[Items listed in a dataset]
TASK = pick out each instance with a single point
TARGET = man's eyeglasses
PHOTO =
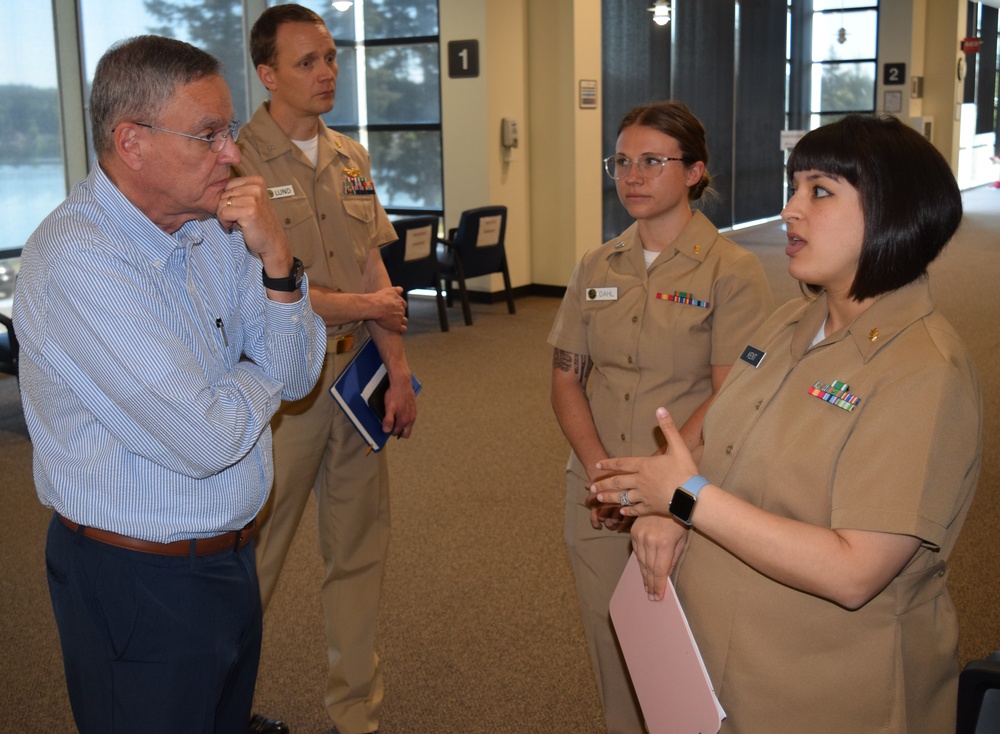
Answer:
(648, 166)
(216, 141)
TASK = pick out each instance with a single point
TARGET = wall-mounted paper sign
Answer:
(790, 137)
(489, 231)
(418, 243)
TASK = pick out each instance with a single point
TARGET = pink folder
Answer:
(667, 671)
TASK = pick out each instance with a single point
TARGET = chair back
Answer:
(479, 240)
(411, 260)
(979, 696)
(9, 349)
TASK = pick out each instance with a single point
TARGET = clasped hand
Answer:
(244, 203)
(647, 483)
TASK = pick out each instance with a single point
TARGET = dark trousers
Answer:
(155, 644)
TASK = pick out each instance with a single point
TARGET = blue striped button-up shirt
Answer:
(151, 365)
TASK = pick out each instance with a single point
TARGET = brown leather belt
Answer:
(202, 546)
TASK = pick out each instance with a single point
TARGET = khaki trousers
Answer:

### REQUIRED ACTION
When you write out the data, keep every line exact and drop the pictures.

### REPLY
TASK = pick out each instance with a single point
TARGET = man's eyeglasses
PHOTO =
Answer:
(648, 166)
(216, 141)
TASK = pick out each instance with a single point
TARGET = wall-mounted paper sign
Answer:
(790, 137)
(489, 231)
(418, 243)
TASK = pick out each instance with a single point
TARGET = pink folder
Answer:
(667, 671)
TASK = pick out each instance with a single point
TARGET = chair back
Answer:
(479, 240)
(411, 260)
(979, 696)
(9, 349)
TASK = pick out each instance with a single point
TARGET = clasped hand
Answer:
(244, 203)
(647, 483)
TASK = pick out each instance with a single point
TARGET = dark trousers
Answer:
(155, 644)
TASK = pick out each instance with a single point
TARGET = blue striped button-up shirt
Answer:
(151, 365)
TASK = pick out each instance with a single point
TARGET = brown leather belt
Answer:
(202, 546)
TASK = pick out each instance with a single point
TARGET = khaki trousers
Answer:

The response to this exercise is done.